**GIVEN INSTRUCTION 1**
Pull out every line of the rows below that contains the word "vegetation".

**DOCUMENT EXCERPT**
****

He moved to New York City as an infant; began on piano at eleven and occasionally accompanied his mother's singing in church. He was influenced by Herman Chittison and James P. Johnson among others; he played at rent parties, turned pro in 1939 and was a house pianist at Minton's, and also worked with Kenny Clarke, Lucky Millinder, and others.

With Jelly Roll Morton, Duke Ellington, Charles Mingus and a few others, Monk is often described as one of the great jazz composers, but was not really a composer in the sense that they were; he was among the young musicians hired by Coleman Hawkins in 1944 on one of the first bebop recording sessions, but was not really a bopper either: he was influential in the new music, but had to play what he wanted to play, and did not readily fit into groups or big bands where the pianist was supposed to support others. To use André Hodeir's classification, Monk was a theme-writer; but the thinking behind what he did was compositional: his themes were utterly unique, implying endless harmonic and structural possibilities. His piano technique was unorthodox and some thought he lacked skill, but he had all the technique he needed to be Monk. Johnny Griffin said he could play like Art Tatum if he wanted to, but added, 'He was never fighting with the keyboard; he played exactly what he wanted to play.' He could swing as well on one and three as others on two and four, and when he played a standard it became a Monk tune.

****

**LISTED RECORDS**
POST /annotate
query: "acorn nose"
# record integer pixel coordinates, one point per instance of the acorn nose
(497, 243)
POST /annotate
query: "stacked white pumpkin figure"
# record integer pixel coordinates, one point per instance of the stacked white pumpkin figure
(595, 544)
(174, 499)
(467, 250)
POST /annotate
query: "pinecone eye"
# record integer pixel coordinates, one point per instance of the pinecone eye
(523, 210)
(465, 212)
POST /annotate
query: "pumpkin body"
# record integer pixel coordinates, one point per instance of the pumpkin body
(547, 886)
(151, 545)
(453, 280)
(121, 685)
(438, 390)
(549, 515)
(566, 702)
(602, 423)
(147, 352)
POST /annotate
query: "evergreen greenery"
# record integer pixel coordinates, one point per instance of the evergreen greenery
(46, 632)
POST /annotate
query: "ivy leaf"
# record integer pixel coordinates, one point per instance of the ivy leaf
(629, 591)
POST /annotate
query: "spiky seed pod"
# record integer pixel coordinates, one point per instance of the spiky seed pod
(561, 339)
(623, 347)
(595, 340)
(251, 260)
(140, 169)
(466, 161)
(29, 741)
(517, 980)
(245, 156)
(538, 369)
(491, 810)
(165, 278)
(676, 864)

****

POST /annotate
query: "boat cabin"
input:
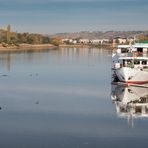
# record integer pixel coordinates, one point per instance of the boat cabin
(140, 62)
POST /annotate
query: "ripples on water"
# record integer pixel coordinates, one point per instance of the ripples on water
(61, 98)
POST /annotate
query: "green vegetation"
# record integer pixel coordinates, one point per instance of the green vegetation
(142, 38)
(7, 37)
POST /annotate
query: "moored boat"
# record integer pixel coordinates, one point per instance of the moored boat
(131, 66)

****

**GIVEN INSTRUCTION 2**
Resume the passage about Monk above, picking up after its last sentence.

**REPLY 1**
query: "green vegetation"
# record integer pixel coordinates, one point per instance of the green vegetation

**REPLY 2**
His own angular, idiosyncratic themes were so difficult to play properly that they frightened many musicians, to say nothing of the public; his method of unique harmonic and rhythmic displacement of accents was in line with what Jelly Roll Morton had done many years earlier, but people who listened to Monk had not heard Morton, and people who still loved Morton's music refused to listen to Monk, so they all remained unaware of the thread of the development of the art. Yet Monk always had a cult following and had no trouble hiring the best sidemen. He seems to have had most of his best ideas early on (though later tunes such as 'Brilliant Corners' carried on his unorthodox curiosity) and many of the tunes became jazz standards: 'Round Midnight', 'Epistrophy', 'Misterioso', 'Straight No Chaser', 'Blue Monk' (the first two recorded by the Cootie Williams band, 'Epistrophy' called 'Fly Right' in 1942 and not then released, while the band that recorded 'Round Midnight' in 1944 had young Bud Powell on piano). Today they are a challenge that any young jazz musician has to meet.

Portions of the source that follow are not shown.